=== TASK A ===
List every person named in the email thread about /bin/sh.
=== TASK B ===
According to the email thread about /bin/sh, what path is bash installed as on Mac OS?

=== TEXT UNDER STUDY ===
· · · · ·

On 13/03/2019 20:55, Joerg Schilling wrote:
Jan Engelhardt <jengelh@inai.de> wrote:
On Tuesday 2019-03-12 17:23, Neal Gompa wrote:
I can't see a consensus reached in this discussion. Yet, a request to put /bin/sh under control of update-alternatives is on the way to Factory. So just creating facts.
That creates a dependency loop, though.
bash already pulled in update-alternatives (at least for build time) already in some way, so using it seemed more or less free.
I am not sure what you mean by that, but bash can be compiled as "POSIX compliant". This is e.g. done on Mac OS (where bash is installed as /bin/sh and where no other POSIX shell is provided by the OS) and on Solaris, where bash is just installed as /usr/bin/bash (with a symlink /usr -> /usr/bin) and where bash is just one of many shells.
If you do that, you break all noncompliant scripts that typically make non-POSIX assumptions on the behavior of the built in "echo" command.

· · · · ·

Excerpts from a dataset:
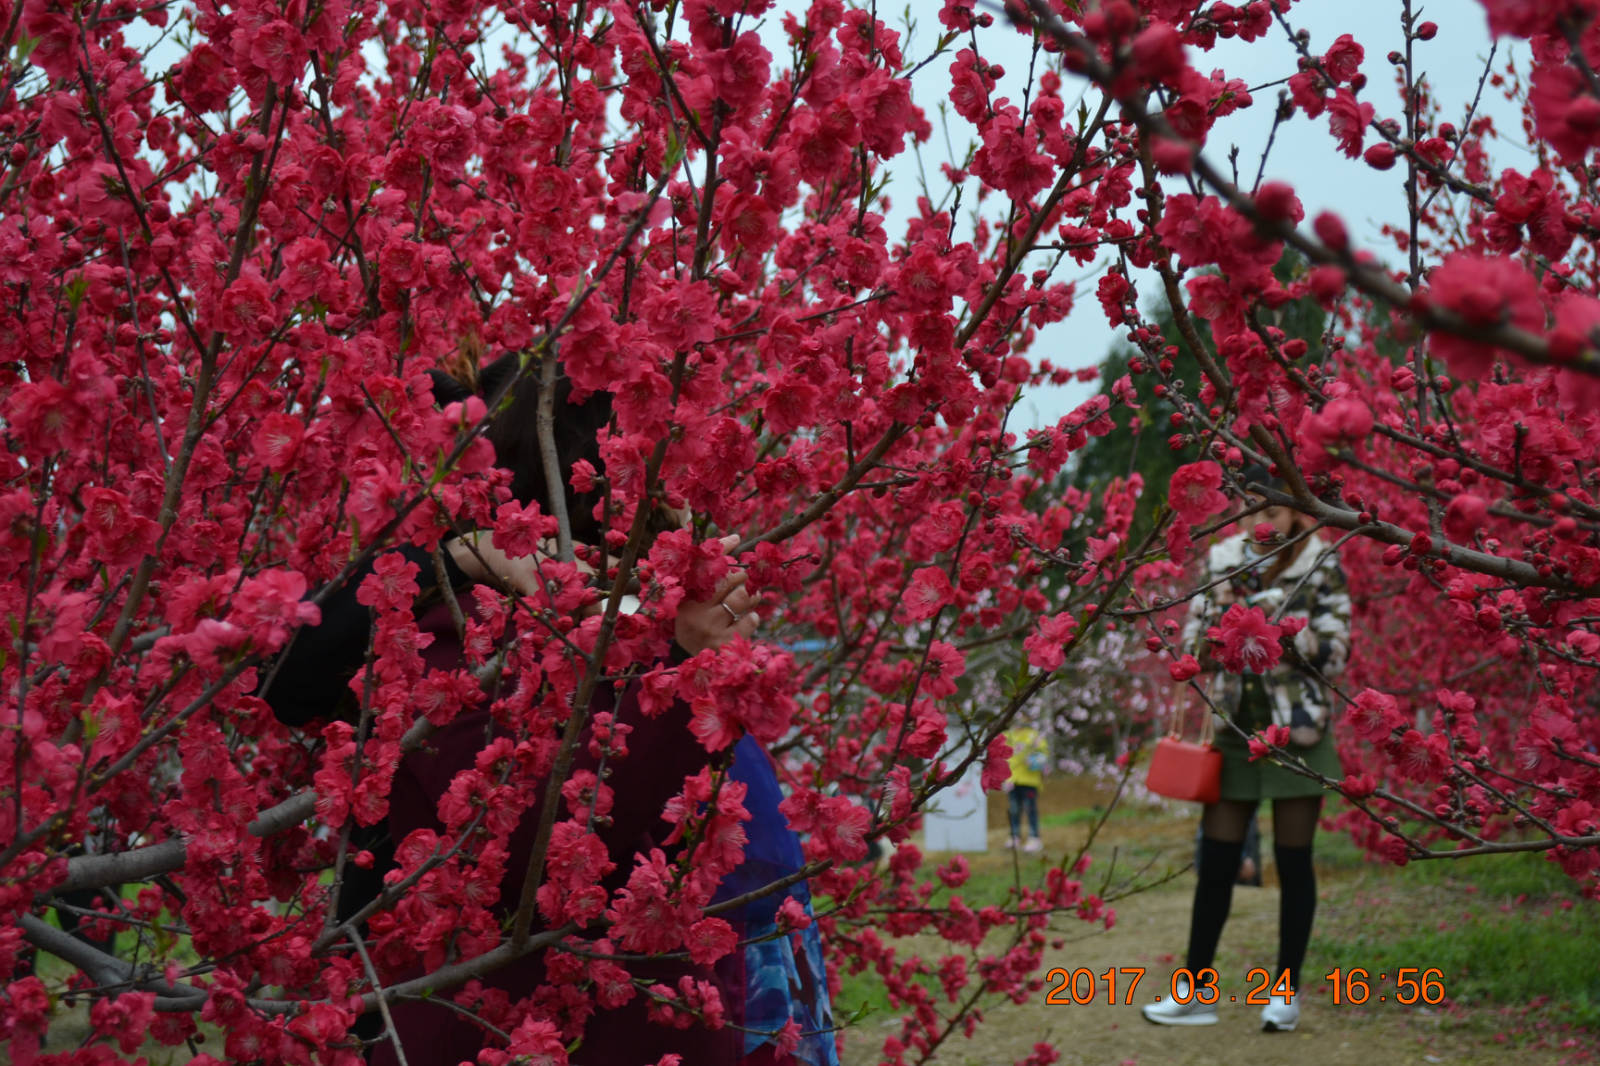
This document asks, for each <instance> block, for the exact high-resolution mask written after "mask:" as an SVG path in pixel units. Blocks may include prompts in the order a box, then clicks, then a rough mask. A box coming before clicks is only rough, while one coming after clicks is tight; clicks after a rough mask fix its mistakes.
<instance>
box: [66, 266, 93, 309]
mask: <svg viewBox="0 0 1600 1066" xmlns="http://www.w3.org/2000/svg"><path fill="white" fill-rule="evenodd" d="M64 291H66V295H67V304H69V306H70V307H72V309H74V311H77V309H78V306H80V304H82V303H83V296H85V295H86V293H88V291H90V282H88V279H86V277H83V275H82V274H77V275H74V277H72V280H70V282H67V285H66V290H64Z"/></svg>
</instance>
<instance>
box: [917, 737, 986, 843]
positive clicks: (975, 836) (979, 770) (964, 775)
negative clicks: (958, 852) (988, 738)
mask: <svg viewBox="0 0 1600 1066" xmlns="http://www.w3.org/2000/svg"><path fill="white" fill-rule="evenodd" d="M962 759H965V754H963V752H955V755H954V757H952V759H950V762H960V760H962ZM982 770H984V767H982V762H974V763H973V765H970V767H968V768H966V773H963V775H962V779H960V781H957V783H955V784H952V786H950V787H947V789H944V791H942V792H939V794H938V795H936V797H933V802H931V804H930V805H928V808H926V815H925V816H923V821H922V836H923V842H922V847H923V850H925V852H987V850H989V795H987V794H986V792H984V787H982V783H981V779H982Z"/></svg>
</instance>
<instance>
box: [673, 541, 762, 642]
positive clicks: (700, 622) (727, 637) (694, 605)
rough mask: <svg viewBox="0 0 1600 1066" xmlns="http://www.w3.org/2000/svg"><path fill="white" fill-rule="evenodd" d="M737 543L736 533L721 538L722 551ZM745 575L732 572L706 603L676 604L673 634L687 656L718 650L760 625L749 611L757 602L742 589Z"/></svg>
mask: <svg viewBox="0 0 1600 1066" xmlns="http://www.w3.org/2000/svg"><path fill="white" fill-rule="evenodd" d="M738 543H739V535H738V533H730V535H728V536H725V538H722V551H725V552H726V551H731V549H733V547H734V546H736V544H738ZM744 579H746V573H744V571H742V570H731V571H730V573H728V576H726V578H723V579H722V584H718V586H717V591H715V592H712V597H710V599H709V600H706V602H699V600H683V602H682V603H678V616H677V619H674V624H672V626H674V632H672V635H674V637H675V639H677V642H678V647H682V648H683V650H685V651H688V653H690V655H699V653H701V651H704V650H706V648H720V647H722V645H725V643H728V642H730V640H733V639H734V635H742V637H750V635H754V634H755V627H757V626H758V624H760V623H762V616H760V615H757V613H755V610H752V608H754V607H755V605H757V603H758V602H760V600H757V597H755V595H754V594H752V592H750V591H749V589H746V587H744Z"/></svg>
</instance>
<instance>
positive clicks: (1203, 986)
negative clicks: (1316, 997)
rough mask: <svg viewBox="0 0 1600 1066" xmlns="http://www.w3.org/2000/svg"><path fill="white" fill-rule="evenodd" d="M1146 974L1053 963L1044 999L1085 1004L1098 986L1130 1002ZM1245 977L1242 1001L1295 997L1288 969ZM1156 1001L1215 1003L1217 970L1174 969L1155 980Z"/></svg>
mask: <svg viewBox="0 0 1600 1066" xmlns="http://www.w3.org/2000/svg"><path fill="white" fill-rule="evenodd" d="M1144 976H1146V968H1144V967H1112V968H1109V970H1106V972H1104V973H1094V972H1093V970H1090V968H1088V967H1078V968H1077V970H1067V968H1064V967H1056V968H1054V970H1050V972H1048V973H1046V975H1045V981H1046V983H1050V981H1056V984H1054V986H1051V989H1050V991H1048V992H1045V1002H1046V1004H1050V1005H1053V1007H1066V1005H1067V1004H1077V1005H1078V1007H1085V1005H1088V1004H1093V1002H1094V1000H1096V997H1098V996H1099V992H1101V989H1104V992H1106V1002H1107V1004H1112V1005H1115V1004H1117V989H1118V988H1120V989H1123V999H1122V1002H1123V1004H1125V1005H1131V1004H1133V1002H1134V996H1136V994H1138V989H1139V981H1141V980H1142V978H1144ZM1245 981H1246V983H1251V986H1250V991H1248V992H1246V994H1245V1002H1246V1004H1253V1005H1256V1007H1266V1005H1267V1004H1270V1002H1274V997H1275V999H1277V1000H1280V1002H1288V1000H1291V999H1293V997H1294V989H1293V988H1291V986H1290V972H1288V970H1283V972H1280V973H1278V975H1277V980H1274V976H1272V973H1269V972H1267V970H1266V968H1262V967H1256V968H1254V970H1251V972H1248V973H1246V975H1245ZM1154 991H1155V992H1157V994H1155V996H1154V1000H1155V1002H1162V1000H1163V999H1171V1000H1174V1002H1179V1004H1187V1002H1190V1000H1194V1002H1197V1004H1214V1002H1218V1000H1219V999H1222V989H1219V988H1218V972H1216V970H1213V968H1211V967H1206V968H1205V970H1200V972H1192V970H1189V968H1178V970H1173V972H1171V975H1170V976H1168V980H1166V984H1165V986H1160V984H1157V986H1155V989H1154ZM1229 1000H1230V1002H1238V997H1237V996H1229Z"/></svg>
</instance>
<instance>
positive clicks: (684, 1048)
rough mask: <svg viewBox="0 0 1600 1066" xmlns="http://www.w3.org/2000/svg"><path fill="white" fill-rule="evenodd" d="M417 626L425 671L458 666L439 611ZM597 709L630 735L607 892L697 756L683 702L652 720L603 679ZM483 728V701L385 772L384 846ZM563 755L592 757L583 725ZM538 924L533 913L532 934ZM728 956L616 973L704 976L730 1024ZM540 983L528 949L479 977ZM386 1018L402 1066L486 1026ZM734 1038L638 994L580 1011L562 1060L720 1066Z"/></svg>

· · · · ·

=== EXPECTED OUTPUT A ===
Joerg Schilling, Jan Engelhardt, Neal Gompa

=== EXPECTED OUTPUT B ===
/bin/sh